→ Assigned task
What lines in the data below mention the string "black"? Copy them out.

→ Task material
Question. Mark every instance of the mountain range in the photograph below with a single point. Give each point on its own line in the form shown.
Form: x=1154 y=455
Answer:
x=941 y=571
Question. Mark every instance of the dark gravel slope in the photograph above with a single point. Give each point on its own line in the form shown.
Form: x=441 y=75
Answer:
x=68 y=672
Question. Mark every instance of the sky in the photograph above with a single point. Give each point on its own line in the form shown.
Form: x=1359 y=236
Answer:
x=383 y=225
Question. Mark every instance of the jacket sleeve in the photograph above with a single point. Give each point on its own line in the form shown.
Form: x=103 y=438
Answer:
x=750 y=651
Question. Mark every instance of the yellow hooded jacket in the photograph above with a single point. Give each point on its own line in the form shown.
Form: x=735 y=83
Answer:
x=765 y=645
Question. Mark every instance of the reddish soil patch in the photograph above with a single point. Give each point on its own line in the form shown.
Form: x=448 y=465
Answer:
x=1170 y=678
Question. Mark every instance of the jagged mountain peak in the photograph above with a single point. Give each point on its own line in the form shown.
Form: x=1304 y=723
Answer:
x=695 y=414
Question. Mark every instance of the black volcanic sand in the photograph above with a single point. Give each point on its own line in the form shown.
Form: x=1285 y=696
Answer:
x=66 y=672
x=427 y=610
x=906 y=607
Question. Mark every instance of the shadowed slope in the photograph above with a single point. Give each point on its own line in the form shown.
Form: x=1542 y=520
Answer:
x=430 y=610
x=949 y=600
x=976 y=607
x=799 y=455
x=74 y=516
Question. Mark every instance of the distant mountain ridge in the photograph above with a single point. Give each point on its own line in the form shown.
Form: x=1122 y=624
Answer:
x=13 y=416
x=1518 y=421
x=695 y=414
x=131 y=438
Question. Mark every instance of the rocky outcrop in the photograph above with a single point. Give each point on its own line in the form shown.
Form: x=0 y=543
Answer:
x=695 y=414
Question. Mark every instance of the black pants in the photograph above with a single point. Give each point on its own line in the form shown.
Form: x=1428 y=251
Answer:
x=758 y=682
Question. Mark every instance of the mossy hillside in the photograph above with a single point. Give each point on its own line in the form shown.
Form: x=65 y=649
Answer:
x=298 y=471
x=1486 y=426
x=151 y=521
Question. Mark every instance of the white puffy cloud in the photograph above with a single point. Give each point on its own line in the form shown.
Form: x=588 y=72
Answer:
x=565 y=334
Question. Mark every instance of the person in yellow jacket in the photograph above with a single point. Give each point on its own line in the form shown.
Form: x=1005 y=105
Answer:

→ Result
Question. Mark every instance of the black volcanic sand in the photograph above with a single point. Give each point on its own line in the form shown.
Question. Mark every instance of the black pants in the photograph above with a single point. Give each point on its own line in the form shown.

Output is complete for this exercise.